◆ Rows from a dataset:
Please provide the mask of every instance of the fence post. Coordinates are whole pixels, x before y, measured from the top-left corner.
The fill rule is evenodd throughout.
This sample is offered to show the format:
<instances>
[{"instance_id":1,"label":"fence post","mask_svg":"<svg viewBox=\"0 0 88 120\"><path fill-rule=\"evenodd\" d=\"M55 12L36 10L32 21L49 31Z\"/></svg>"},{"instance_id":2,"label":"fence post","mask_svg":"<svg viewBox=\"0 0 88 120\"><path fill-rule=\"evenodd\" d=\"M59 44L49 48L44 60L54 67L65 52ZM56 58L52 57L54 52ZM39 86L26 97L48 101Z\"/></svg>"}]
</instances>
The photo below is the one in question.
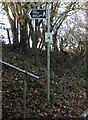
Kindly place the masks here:
<instances>
[{"instance_id":1,"label":"fence post","mask_svg":"<svg viewBox=\"0 0 88 120\"><path fill-rule=\"evenodd\" d=\"M25 78L23 80L23 118L26 118L26 81L27 74L25 73Z\"/></svg>"}]
</instances>

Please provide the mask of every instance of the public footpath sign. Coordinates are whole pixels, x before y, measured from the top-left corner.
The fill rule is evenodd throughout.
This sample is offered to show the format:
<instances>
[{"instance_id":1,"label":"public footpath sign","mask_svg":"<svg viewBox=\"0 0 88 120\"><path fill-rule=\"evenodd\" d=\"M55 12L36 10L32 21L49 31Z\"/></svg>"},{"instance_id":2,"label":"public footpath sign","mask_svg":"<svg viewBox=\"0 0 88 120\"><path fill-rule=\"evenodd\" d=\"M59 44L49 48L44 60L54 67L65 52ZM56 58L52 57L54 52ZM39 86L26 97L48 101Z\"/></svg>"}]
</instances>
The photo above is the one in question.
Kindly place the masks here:
<instances>
[{"instance_id":1,"label":"public footpath sign","mask_svg":"<svg viewBox=\"0 0 88 120\"><path fill-rule=\"evenodd\" d=\"M47 33L45 33L45 42L47 42L47 98L50 101L50 43L52 43L52 33L50 33L50 9L31 9L28 11L29 19L46 19Z\"/></svg>"},{"instance_id":2,"label":"public footpath sign","mask_svg":"<svg viewBox=\"0 0 88 120\"><path fill-rule=\"evenodd\" d=\"M47 19L47 9L31 9L27 15L29 19Z\"/></svg>"}]
</instances>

◆ Written problem:
Gather every line of the items above that contains the word "question", and copy each of those lines in full.

◆ Solved exercise:
The photo below is the one in question.
The photo above is the one in question.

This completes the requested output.